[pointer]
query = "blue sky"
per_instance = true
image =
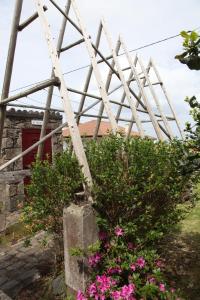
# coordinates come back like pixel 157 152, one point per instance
pixel 139 22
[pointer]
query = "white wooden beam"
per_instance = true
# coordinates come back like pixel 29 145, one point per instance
pixel 96 71
pixel 123 80
pixel 73 128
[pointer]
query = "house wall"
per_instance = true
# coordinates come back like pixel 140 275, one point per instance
pixel 12 191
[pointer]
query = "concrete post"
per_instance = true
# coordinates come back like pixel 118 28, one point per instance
pixel 80 230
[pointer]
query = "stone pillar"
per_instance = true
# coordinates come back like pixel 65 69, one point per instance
pixel 3 201
pixel 80 230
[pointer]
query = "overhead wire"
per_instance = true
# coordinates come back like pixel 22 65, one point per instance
pixel 121 54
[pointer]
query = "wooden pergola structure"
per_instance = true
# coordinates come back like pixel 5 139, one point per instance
pixel 134 83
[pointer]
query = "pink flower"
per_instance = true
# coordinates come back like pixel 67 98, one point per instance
pixel 94 260
pixel 119 231
pixel 133 267
pixel 116 295
pixel 159 264
pixel 114 270
pixel 92 290
pixel 105 283
pixel 80 296
pixel 140 262
pixel 162 287
pixel 102 235
pixel 131 246
pixel 152 280
pixel 127 291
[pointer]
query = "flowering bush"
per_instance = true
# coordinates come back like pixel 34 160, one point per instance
pixel 138 183
pixel 121 270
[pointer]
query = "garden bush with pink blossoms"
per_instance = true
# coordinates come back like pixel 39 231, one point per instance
pixel 120 270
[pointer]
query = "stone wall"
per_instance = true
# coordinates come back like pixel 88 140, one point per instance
pixel 12 192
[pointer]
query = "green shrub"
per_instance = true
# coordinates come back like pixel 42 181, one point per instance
pixel 52 188
pixel 139 183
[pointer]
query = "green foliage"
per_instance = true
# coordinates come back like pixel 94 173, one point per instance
pixel 137 183
pixel 191 45
pixel 192 163
pixel 52 188
pixel 121 270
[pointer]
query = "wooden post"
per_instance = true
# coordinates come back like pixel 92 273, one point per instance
pixel 73 128
pixel 167 126
pixel 89 75
pixel 144 96
pixel 9 64
pixel 167 97
pixel 50 90
pixel 96 71
pixel 123 80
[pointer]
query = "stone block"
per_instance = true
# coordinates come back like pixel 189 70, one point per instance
pixel 2 221
pixel 80 230
pixel 14 201
pixel 3 296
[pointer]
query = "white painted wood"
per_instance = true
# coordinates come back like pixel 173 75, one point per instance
pixel 123 80
pixel 73 128
pixel 96 71
pixel 50 90
pixel 9 64
pixel 167 97
pixel 89 74
pixel 153 93
pixel 144 96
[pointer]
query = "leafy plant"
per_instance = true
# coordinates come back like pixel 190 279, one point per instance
pixel 53 186
pixel 138 183
pixel 191 46
pixel 120 270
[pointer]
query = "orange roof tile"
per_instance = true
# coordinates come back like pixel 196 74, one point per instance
pixel 87 129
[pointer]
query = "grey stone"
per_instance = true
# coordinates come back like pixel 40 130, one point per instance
pixel 80 230
pixel 3 279
pixel 2 221
pixel 58 286
pixel 3 296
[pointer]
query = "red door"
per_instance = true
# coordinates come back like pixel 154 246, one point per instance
pixel 29 137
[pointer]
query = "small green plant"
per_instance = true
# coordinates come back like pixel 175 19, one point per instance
pixel 53 186
pixel 138 183
pixel 121 270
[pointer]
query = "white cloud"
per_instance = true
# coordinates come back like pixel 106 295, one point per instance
pixel 140 22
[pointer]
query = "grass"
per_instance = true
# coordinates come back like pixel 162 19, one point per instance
pixel 13 234
pixel 191 224
pixel 182 253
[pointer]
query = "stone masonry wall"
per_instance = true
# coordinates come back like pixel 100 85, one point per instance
pixel 12 193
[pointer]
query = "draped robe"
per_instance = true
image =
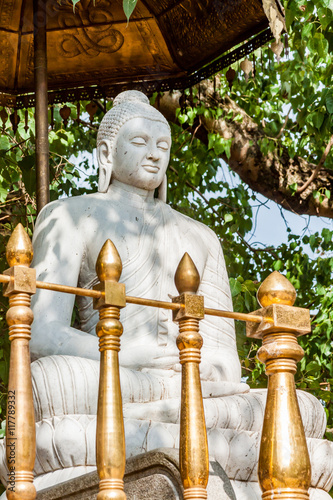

::::::::::

*THE EXERCISE*
Could you recast every line of the material above as a Markdown table with a Row column for the row number and a Line column for the text, skipping blank lines? Leave the pictures out of the table.

*ANSWER TO THE PROBLEM*
| Row | Line |
|---|---|
| 1 | [pointer] |
| 2 | query = "blue sky" |
| 3 | per_instance = true |
| 4 | image = |
| 5 | # coordinates come back like pixel 157 152, one point per instance |
| 6 | pixel 139 22 |
| 7 | [pointer] |
| 8 | query = "white wooden beam" |
| 9 | per_instance = true |
| 10 | # coordinates come back like pixel 29 145, one point per instance |
| 11 | pixel 96 71 |
| 12 | pixel 123 80 |
| 13 | pixel 73 128 |
| 14 | [pointer] |
| 15 | query = "house wall" |
| 16 | per_instance = true |
| 17 | # coordinates come back like pixel 140 275, one point per instance |
| 18 | pixel 12 191 |
| 19 | [pointer] |
| 20 | query = "concrete post" |
| 21 | per_instance = true |
| 22 | # coordinates come back like pixel 118 28, one point per instance |
| 23 | pixel 80 230 |
| 24 | [pointer] |
| 25 | query = "stone pillar" |
| 26 | per_instance = true |
| 27 | # coordinates come back like pixel 65 69, one point per instance |
| 28 | pixel 3 201 |
| 29 | pixel 80 230 |
| 30 | [pointer] |
| 31 | query = "overhead wire" |
| 32 | per_instance = true |
| 33 | # coordinates come back like pixel 22 65, one point per instance |
| 34 | pixel 121 54 |
| 35 | [pointer] |
| 36 | query = "wooden pergola structure" |
| 37 | per_instance = true |
| 38 | # coordinates come back like pixel 5 139, one point per instance |
| 39 | pixel 134 83 |
| 40 | [pointer] |
| 41 | query = "pink flower" |
| 42 | per_instance = true |
| 43 | # coordinates come back like pixel 67 98, one point per instance |
| 44 | pixel 94 260 |
| 45 | pixel 119 231 |
| 46 | pixel 133 267 |
| 47 | pixel 116 295 |
| 48 | pixel 159 264 |
| 49 | pixel 114 270 |
| 50 | pixel 92 290 |
| 51 | pixel 105 283 |
| 52 | pixel 80 296 |
| 53 | pixel 140 262 |
| 54 | pixel 162 287 |
| 55 | pixel 102 235 |
| 56 | pixel 131 246 |
| 57 | pixel 152 280 |
| 58 | pixel 127 291 |
| 59 | [pointer] |
| 60 | query = "flowering bush" |
| 61 | per_instance = true |
| 62 | # coordinates come back like pixel 34 160, one point per instance |
| 63 | pixel 138 183 |
| 64 | pixel 121 270 |
| 65 | [pointer] |
| 66 | query = "garden bush with pink blossoms" |
| 67 | per_instance = true |
| 68 | # coordinates come back like pixel 39 231, one point per instance |
| 69 | pixel 120 270 |
| 70 | [pointer] |
| 71 | query = "stone wall" |
| 72 | per_instance = true |
| 73 | # coordinates come back like pixel 88 140, one point per instance |
| 74 | pixel 12 192 |
| 75 | [pointer] |
| 76 | query = "green shrub" |
| 77 | per_instance = true |
| 78 | # coordinates come back like pixel 42 181, one point per instance |
| 79 | pixel 52 188 |
| 80 | pixel 139 183 |
| 81 | [pointer] |
| 82 | query = "green foliage" |
| 83 | per_instance = true |
| 84 | # coordinates come back like pixel 94 173, one point per instance |
| 85 | pixel 137 183 |
| 86 | pixel 191 45 |
| 87 | pixel 192 163 |
| 88 | pixel 52 188 |
| 89 | pixel 121 270 |
| 90 | [pointer] |
| 91 | query = "wooden post" |
| 92 | per_instance = true |
| 93 | # coordinates come back like pixel 92 273, one point per instance |
| 94 | pixel 73 128 |
| 95 | pixel 167 126 |
| 96 | pixel 89 75 |
| 97 | pixel 144 96 |
| 98 | pixel 9 64 |
| 99 | pixel 167 97 |
| 100 | pixel 50 90 |
| 101 | pixel 96 71 |
| 102 | pixel 123 80 |
| 103 | [pointer] |
| 104 | query = "stone block" |
| 105 | per_instance = true |
| 106 | # coordinates come back like pixel 189 70, one point per instance |
| 107 | pixel 2 221 |
| 108 | pixel 80 230 |
| 109 | pixel 14 201 |
| 110 | pixel 3 296 |
| 111 | [pointer] |
| 112 | query = "white painted wood" |
| 113 | per_instance = true |
| 114 | # coordinates come back like pixel 173 75, one point per instance |
| 115 | pixel 123 80 |
| 116 | pixel 73 128 |
| 117 | pixel 96 71 |
| 118 | pixel 50 90 |
| 119 | pixel 9 64 |
| 120 | pixel 167 97 |
| 121 | pixel 89 74 |
| 122 | pixel 153 93 |
| 123 | pixel 144 96 |
| 124 | [pointer] |
| 125 | query = "leafy plant" |
| 126 | per_instance = true |
| 127 | # coordinates come back like pixel 190 279, one point per instance |
| 128 | pixel 53 186 |
| 129 | pixel 138 183 |
| 130 | pixel 191 46 |
| 131 | pixel 120 270 |
| 132 | [pointer] |
| 133 | query = "orange roof tile" |
| 134 | per_instance = true |
| 135 | # coordinates come back like pixel 196 74, one point per instance |
| 136 | pixel 87 129 |
| 137 | [pointer] |
| 138 | query = "grey stone" |
| 139 | per_instance = true |
| 140 | # coordinates come back like pixel 40 130, one point per instance |
| 141 | pixel 80 230 |
| 142 | pixel 3 279 |
| 143 | pixel 2 221 |
| 144 | pixel 58 286 |
| 145 | pixel 3 296 |
| 146 | [pointer] |
| 147 | query = "red door" |
| 148 | per_instance = true |
| 149 | # coordinates come back like pixel 154 246, one point per instance |
| 150 | pixel 29 137 |
| 151 | [pointer] |
| 152 | query = "small green plant" |
| 153 | per_instance = true |
| 154 | # coordinates come back like pixel 175 19, one point per instance |
| 155 | pixel 53 186 |
| 156 | pixel 138 183 |
| 157 | pixel 121 270 |
| 158 | [pointer] |
| 159 | query = "white cloud" |
| 160 | per_instance = true |
| 161 | # coordinates come back like pixel 106 295, one point per instance |
| 162 | pixel 140 22 |
| 163 | [pointer] |
| 164 | query = "grass" |
| 165 | per_instance = true |
| 166 | # coordinates come back like pixel 162 19, one point per instance |
| 167 | pixel 13 234 |
| 168 | pixel 191 224 |
| 169 | pixel 182 253 |
| 170 | [pointer] |
| 171 | query = "stone masonry wall" |
| 172 | per_instance = true |
| 173 | # coordinates come back like pixel 100 85, one point per instance |
| 174 | pixel 12 193 |
| 175 | [pointer] |
| 176 | query = "draped robe" |
| 177 | per_instance = true |
| 178 | image = |